▸ **Aufgabe**
Beantworten Sie anhand des Ausgangstexts über Pferdehaltung bei Veranstaltungen:
1. Von welchem Bundesministerium stammen die Leitlinien, die grundsätzlich auch bei Veranstaltungen gelten?
2. Welche Ziffer der Leitlinien wird zur Vermeidung extremer Lärmbelastung angegeben?
3. In welchen Fällen ist die Unterbringung laut Ausgangstext nicht mehr als kurzzeitig und in Ausnahmefällen zu werten?

Sie schreiben von einem Ausstellungsverbot und darüber, dass Pferde genügend Platz bei Turnieren haben und die Ruhezeiten beachtet werden.
Gilt das auch für Messen, wo Pferde ausgestellt werden? Oft in sehr kleinen Boxen mit entsprechend hohem Lärmpegel.

Dr. Marschner: Für die Haltung von Pferden im Rahmen von Veranstaltungen (z. B. Unterbringung im Stallzelt) gelten grundsätzlich auch die „Leitlinien zur Beurteilung von Pferdehaltungen unter Tierschutzgesichtspunkten“ des Bundesministeriums für Ernährung und Landwirtschaft, insbesondere betrifft dies die Boxengröße. Eine Unterschreitung dieser Vorgaben ist nur in begründeten Ausnahmefällen und nur kurzzeitig zu rechtfertigen, wenn z. B. freier Auslauf auf Turnieren nicht ermöglicht werden kann. In diesen Fällen müssen jedoch Maßnahmen ergriffen werden, um eine angemessene Haltung und Betreuung der betroffenen Tiere sicherzustellen. So müssen beispielsweise geeignete Flächen für das Ruhen und/oder Liegen der Pferde vorhanden sein. Während der Ruhephasen sind störende Einflüsse wie Lärm und Aktivitäten im Umfeld der Pferde auf ein Minimum zu beschränken. Extreme Lärmbelastung ist generell zu vermeiden (Ziffer 4.2. d. Leitlinien).
Sind Pferde nahezu jedes Wochenende für mehrere Tage auf Turnierveranstaltungen oder Messen, bzw. fahren z. B. in Zirkussen mit, ist die Unterbringung nicht mehr als kurzzeitig und in Ausnahmefällen zu werten. In diesem Fall müssen die Vorgaben der Leitlinien Pferdehaltung erfüllt sein.

▸ **Aufgelistete Zeilen**

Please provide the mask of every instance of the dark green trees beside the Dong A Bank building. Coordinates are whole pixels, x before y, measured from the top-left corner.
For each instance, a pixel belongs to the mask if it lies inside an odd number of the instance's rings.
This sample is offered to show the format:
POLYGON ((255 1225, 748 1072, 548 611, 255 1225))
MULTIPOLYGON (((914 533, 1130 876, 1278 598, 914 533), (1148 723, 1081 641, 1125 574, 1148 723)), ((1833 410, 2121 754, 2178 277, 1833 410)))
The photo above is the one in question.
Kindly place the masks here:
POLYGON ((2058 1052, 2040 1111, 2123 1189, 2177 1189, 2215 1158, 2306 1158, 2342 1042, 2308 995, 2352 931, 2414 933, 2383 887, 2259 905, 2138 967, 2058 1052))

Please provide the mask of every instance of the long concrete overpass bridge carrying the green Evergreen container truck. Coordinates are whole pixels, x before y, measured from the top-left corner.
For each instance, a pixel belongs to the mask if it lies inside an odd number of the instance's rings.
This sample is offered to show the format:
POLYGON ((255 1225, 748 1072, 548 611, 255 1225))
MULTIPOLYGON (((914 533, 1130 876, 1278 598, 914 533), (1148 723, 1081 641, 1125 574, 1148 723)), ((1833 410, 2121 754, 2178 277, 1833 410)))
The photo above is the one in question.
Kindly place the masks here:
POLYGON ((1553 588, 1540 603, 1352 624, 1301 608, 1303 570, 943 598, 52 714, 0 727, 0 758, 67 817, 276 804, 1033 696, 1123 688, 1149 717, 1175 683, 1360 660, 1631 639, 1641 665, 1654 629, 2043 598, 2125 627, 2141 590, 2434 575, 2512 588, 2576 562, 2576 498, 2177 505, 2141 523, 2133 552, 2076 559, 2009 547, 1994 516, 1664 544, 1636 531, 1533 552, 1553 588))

▸ **Ergebnis der Übung**
1. Vom Bundesministerium für Ernährung und Landwirtschaft.
2. Ziffer 4.2.
3. Wenn Pferde nahezu jedes Wochenende für mehrere Tage auf Turnierveranstaltungen oder Messen sind oder z. B. in Zirkussen mitfahren.